▶ Terapkan Bacaan
1 > Tuliskan bagian teks latihan yang dimulai dengan "Mulai Hari Ini, Menteri" dan berlanjut hingga "Jaminan Produk Halal.", tanpa mengubah satu kata pun.
2 > Jawablah pertanyaan berikut berdasarkan teks tentang kewajiban sertifikasi halal.
(a) Peraturan Pemerintah mana yang mengamanatkan kewajiban sertifikasi halal tersebut?
(b) Pemberlakuan sertifikat halal ini bertepatan dengan ulang tahun keberapa BPJPH?
(c) Produk apa saja yang dikenai kewajiban pada tahap pertama?

▶ Teks Latihan
________
Mulai Hari Ini, Menteri Agama Perintahkan Obat dan Kosmetik Wajib Sertifikasi Halal
SABANGMERAUKE, JAKARTA - Kementerian Agama (Kemenag) menegaskan obat-obatan, kosmetik, dan barang barang gunaan, wajib mengantongi sertifikat halal mulai hari ini, Minggu (17/10/2021).
Kewajiban sertifikasi halal itu sesuai amanat Peraturan Pemerintah (PP) Nomor 39 Tahun 2021 mengenai Penyelenggaraan Bidang Jaminan Produk Halal.
"Kewajiban bersertifikat halal untuk obat-obatan, kosmetik, dan barang gunaan mulai diberlakukan seiring dimulainya tahap kedua kewajiban bersertifikat halal, yakni 17 Oktober 2021 sampai dengan yang terdekat 17 Oktober 2026," kata Menteri Agama Yaqut Cholil Qoumas dalam keterangan resmi, Minggu (17/10/2021) dilansir CNBC Indonesia.
Pemberlakuan sertifikat halal ini juga bertepatan dengan ulang tahun ke-4 Badan Penyelenggara Jaminan Produk Halal (BPJPH) Kementerian Agama (Kemenag).
Secara umum kebijakan ini mengatur dua tahap, yakni pada tahap pertama, kewajiban ini diberlakukan untuk produk makanan, minuman, serta hasil dan jasa sembelihan.
________
▶ Cuplikan Data
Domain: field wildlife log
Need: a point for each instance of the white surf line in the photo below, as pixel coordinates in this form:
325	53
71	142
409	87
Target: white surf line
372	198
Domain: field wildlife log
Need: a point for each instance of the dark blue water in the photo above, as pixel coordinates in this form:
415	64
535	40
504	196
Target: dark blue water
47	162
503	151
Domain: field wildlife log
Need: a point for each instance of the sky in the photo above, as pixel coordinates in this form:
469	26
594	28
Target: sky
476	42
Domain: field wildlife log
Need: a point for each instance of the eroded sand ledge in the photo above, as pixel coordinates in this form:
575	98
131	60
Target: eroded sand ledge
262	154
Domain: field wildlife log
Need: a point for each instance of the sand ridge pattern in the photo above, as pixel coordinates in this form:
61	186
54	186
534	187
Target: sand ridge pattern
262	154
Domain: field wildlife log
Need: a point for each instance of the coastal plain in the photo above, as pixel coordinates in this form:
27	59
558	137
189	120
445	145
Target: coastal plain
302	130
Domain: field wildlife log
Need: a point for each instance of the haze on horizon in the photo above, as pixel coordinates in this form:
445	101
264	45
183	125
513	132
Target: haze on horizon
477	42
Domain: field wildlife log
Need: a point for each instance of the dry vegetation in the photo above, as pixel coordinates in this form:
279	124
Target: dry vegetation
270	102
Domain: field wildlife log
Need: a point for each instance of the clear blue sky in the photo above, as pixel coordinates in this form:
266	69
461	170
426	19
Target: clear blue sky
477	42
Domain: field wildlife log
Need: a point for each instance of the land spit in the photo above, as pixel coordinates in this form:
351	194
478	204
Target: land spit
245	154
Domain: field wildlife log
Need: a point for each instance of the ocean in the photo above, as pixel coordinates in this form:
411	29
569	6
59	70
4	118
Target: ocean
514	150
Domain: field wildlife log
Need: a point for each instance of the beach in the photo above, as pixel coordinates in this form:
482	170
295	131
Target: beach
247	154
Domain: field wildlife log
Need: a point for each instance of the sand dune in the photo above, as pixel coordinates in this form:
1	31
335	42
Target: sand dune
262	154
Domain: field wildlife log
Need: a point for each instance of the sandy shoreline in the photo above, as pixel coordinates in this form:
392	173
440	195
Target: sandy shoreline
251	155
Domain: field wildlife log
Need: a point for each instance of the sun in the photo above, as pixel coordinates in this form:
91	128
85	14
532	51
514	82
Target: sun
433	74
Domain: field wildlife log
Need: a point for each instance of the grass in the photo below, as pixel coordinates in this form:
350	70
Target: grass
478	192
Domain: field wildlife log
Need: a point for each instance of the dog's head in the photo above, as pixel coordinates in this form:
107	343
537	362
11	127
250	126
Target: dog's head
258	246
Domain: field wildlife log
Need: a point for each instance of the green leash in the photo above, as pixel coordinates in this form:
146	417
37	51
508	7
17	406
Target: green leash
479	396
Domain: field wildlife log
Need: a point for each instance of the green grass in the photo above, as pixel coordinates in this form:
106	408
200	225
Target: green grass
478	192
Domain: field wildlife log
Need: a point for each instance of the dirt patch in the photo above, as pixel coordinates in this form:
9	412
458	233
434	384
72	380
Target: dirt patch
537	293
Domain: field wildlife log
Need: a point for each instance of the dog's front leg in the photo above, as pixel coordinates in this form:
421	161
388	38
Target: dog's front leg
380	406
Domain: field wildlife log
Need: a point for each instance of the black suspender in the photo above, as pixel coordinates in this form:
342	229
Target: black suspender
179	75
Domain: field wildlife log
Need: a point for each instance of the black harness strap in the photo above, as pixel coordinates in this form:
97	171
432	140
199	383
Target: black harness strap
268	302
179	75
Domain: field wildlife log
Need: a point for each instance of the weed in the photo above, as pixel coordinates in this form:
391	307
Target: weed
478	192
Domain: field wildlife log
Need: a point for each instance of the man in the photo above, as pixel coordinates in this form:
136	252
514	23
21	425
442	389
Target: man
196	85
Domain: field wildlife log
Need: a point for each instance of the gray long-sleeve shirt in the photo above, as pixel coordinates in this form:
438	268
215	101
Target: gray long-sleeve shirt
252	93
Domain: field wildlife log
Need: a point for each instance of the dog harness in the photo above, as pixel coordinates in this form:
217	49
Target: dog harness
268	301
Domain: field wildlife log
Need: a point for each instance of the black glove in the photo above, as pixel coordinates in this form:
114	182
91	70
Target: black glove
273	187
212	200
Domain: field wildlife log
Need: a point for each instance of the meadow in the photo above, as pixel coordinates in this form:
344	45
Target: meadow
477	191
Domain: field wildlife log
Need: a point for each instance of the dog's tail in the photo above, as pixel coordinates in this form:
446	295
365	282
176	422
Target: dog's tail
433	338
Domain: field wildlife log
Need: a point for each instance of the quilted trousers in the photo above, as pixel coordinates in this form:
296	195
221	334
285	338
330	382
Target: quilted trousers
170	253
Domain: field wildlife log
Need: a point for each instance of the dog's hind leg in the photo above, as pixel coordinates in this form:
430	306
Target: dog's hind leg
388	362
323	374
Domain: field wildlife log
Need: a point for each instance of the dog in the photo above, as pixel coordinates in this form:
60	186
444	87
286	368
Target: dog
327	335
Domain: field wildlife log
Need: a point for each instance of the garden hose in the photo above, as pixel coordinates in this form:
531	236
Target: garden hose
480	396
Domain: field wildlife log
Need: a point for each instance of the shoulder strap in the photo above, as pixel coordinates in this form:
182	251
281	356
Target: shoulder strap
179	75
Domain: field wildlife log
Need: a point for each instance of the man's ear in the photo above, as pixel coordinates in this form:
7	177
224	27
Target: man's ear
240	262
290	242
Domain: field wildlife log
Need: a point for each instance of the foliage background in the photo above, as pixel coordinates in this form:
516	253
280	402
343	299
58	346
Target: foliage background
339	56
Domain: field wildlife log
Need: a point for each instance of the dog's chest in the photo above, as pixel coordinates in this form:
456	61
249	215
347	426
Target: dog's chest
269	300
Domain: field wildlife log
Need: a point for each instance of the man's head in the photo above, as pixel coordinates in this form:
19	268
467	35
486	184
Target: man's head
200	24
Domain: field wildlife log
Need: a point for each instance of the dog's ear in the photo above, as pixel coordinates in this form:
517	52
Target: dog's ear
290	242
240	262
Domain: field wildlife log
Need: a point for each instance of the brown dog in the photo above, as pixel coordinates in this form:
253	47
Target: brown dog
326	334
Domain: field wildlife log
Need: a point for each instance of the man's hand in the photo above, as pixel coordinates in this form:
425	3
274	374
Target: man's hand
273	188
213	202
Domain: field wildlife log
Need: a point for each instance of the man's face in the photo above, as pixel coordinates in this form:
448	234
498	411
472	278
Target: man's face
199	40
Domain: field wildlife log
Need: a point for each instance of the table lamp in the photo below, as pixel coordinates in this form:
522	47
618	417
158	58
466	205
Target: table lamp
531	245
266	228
________
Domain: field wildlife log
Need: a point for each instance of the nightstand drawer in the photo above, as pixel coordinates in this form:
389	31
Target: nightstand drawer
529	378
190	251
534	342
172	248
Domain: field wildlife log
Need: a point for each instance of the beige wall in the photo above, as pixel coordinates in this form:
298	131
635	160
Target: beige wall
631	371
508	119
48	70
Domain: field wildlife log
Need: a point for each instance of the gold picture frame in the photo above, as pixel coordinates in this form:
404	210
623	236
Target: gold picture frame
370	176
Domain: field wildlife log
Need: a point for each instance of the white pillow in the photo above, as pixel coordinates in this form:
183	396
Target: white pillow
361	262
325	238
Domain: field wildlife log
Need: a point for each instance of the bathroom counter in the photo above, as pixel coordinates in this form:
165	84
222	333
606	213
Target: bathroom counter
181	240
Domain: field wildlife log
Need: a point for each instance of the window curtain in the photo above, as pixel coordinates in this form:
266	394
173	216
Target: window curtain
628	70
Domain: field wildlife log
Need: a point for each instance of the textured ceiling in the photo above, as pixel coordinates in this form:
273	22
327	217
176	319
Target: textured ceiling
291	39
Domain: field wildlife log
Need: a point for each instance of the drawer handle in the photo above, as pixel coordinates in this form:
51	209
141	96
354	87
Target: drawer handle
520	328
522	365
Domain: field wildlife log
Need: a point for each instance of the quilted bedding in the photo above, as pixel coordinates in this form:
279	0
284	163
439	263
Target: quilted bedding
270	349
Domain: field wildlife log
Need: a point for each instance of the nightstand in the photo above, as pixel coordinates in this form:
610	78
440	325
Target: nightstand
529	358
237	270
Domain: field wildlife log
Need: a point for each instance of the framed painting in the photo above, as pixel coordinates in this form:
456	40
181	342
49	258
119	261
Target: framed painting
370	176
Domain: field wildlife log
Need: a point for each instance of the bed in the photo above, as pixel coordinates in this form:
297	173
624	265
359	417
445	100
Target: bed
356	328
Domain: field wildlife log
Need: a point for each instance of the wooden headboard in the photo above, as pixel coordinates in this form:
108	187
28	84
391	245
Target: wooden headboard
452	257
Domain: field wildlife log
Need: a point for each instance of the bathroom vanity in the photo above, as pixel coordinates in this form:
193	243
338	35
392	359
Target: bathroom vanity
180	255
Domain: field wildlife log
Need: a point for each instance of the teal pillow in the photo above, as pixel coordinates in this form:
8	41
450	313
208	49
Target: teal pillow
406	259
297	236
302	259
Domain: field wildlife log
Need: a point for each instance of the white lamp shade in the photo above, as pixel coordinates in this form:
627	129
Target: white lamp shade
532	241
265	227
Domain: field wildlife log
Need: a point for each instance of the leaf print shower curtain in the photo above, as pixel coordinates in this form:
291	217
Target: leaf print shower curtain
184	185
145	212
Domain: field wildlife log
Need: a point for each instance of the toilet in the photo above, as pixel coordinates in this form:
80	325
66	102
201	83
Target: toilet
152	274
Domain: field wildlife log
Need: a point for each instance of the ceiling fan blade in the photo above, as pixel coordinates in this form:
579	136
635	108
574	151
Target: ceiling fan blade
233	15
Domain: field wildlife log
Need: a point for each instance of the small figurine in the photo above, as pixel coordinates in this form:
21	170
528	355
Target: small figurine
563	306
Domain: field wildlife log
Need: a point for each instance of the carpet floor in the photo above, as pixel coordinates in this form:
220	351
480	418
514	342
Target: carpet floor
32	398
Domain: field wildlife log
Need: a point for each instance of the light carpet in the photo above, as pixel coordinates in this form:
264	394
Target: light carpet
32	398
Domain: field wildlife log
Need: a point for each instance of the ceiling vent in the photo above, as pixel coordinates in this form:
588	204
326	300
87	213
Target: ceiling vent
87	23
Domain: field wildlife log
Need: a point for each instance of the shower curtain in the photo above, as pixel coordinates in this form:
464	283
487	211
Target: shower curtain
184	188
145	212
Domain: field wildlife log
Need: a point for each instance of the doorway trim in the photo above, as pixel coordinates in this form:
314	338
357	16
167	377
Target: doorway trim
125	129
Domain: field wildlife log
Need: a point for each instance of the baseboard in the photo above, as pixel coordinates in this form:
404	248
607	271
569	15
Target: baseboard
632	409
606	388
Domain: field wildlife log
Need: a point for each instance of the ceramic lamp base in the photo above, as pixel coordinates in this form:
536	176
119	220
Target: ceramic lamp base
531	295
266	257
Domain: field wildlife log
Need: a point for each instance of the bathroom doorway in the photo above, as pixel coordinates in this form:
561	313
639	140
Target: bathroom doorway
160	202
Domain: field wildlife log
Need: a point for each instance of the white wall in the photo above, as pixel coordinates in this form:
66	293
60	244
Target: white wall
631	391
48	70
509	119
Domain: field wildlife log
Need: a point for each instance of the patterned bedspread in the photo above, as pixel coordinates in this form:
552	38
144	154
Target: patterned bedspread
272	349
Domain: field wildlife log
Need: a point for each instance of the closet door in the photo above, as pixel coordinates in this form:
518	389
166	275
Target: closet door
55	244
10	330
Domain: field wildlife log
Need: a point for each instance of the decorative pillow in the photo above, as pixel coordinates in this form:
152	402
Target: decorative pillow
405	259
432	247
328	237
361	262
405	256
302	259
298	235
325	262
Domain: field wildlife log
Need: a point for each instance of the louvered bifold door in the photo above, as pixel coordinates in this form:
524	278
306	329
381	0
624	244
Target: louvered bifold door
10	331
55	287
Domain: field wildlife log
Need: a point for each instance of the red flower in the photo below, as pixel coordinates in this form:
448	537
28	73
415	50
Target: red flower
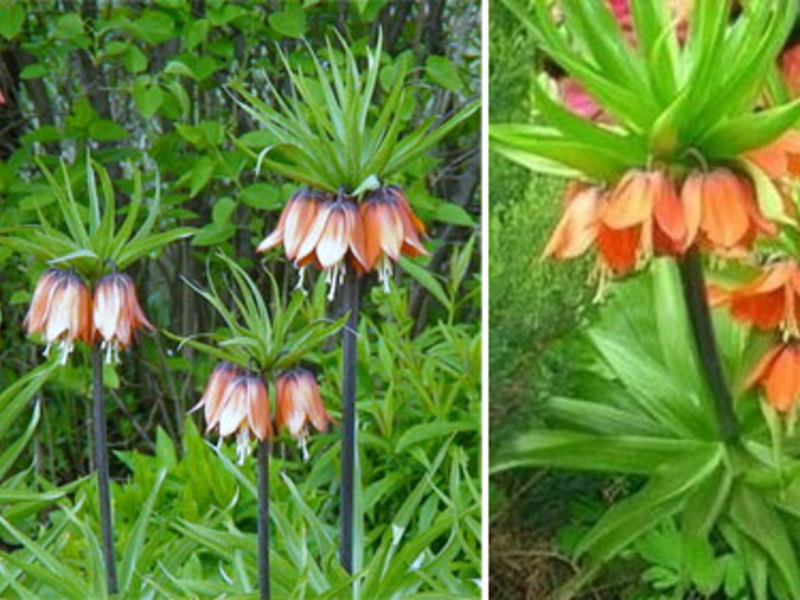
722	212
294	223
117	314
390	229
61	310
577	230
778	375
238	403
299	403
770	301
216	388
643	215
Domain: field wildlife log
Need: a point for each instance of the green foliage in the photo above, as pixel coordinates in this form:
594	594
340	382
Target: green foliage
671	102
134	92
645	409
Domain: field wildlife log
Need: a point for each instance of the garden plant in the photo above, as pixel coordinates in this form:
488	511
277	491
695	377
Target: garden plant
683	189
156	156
________
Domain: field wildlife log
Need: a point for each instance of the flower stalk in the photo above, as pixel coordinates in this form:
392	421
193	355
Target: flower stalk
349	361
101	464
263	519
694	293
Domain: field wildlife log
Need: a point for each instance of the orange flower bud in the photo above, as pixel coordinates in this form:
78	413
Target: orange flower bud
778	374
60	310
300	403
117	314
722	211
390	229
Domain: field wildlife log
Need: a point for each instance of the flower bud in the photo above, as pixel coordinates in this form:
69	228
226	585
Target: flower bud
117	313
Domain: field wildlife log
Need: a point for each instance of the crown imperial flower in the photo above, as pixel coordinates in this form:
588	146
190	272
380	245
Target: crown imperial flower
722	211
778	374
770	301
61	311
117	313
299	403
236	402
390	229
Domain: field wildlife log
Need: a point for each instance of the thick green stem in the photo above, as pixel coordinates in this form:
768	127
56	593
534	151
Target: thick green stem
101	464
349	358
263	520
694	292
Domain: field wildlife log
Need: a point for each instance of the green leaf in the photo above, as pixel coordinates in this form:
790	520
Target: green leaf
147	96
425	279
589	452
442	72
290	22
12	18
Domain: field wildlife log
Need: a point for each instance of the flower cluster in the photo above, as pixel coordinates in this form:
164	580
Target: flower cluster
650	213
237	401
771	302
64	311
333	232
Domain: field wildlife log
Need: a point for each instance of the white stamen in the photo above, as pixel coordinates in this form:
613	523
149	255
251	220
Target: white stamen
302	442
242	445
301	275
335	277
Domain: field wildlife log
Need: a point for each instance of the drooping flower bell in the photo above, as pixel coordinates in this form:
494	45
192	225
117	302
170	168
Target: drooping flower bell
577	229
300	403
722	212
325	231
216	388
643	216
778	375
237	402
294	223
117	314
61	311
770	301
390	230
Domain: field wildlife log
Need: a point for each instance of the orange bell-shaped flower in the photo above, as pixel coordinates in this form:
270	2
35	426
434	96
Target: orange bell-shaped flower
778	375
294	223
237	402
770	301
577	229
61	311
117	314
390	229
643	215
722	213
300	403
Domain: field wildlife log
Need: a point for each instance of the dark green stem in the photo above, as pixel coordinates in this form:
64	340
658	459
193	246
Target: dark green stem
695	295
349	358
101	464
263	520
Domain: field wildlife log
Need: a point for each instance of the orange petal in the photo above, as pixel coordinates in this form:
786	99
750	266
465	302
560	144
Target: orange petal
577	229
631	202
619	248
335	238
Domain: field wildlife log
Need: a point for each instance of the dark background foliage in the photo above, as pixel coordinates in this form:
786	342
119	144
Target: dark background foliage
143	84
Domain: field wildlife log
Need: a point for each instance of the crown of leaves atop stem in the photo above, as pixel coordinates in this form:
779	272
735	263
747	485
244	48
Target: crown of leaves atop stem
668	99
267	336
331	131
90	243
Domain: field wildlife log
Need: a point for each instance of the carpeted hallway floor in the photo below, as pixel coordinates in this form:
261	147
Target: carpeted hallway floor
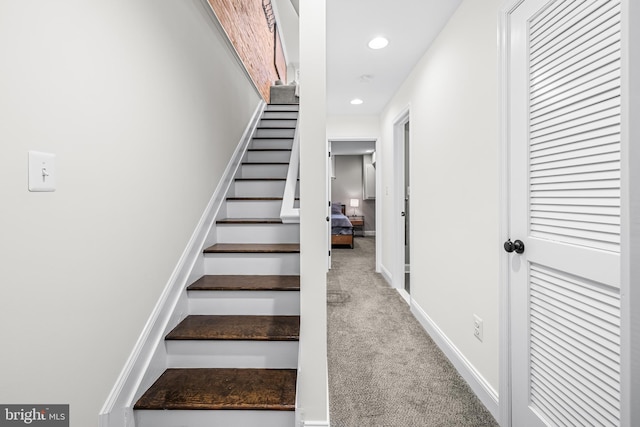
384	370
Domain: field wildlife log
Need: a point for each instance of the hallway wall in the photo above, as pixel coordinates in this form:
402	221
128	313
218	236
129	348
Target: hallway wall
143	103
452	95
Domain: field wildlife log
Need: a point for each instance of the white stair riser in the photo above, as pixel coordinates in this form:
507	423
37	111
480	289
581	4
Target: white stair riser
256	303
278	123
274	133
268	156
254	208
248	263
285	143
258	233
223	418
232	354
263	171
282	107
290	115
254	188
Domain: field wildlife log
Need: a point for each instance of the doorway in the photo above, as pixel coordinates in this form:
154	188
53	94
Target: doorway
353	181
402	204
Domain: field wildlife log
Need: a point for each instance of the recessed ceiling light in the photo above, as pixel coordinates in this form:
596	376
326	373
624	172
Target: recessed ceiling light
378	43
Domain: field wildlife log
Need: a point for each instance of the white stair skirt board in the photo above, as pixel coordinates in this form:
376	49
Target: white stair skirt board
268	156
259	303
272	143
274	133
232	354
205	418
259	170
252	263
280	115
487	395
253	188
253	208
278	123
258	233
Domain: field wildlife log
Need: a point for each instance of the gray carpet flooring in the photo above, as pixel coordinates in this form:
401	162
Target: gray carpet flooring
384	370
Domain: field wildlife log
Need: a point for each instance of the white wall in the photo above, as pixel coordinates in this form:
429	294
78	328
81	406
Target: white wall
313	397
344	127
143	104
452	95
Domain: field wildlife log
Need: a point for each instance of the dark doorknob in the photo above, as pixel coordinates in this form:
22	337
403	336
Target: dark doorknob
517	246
________
▶ Jawaban Berurutan
1 >
Mulai Hari Ini, Menteri Agama Perintahkan Obat dan Kosmetik Wajib Sertifikasi Halal
SABANGMERAUKE, JAKARTA - Kementerian Agama (Kemenag) menegaskan obat-obatan, kosmetik, dan barang barang gunaan, wajib mengantongi sertifikat halal mulai hari ini, Minggu (17/10/2021).
Kewajiban sertifikasi halal itu sesuai amanat Peraturan Pemerintah (PP) Nomor 39 Tahun 2021 mengenai Penyelenggaraan Bidang Jaminan Produk Halal.

2 >
(a) Peraturan Pemerintah (PP) Nomor 39 Tahun 2021 mengenai Penyelenggaraan Bidang Jaminan Produk Halal.
(b) Ulang tahun ke-4.
(c) Produk makanan, minuman, serta hasil dan jasa sembelihan.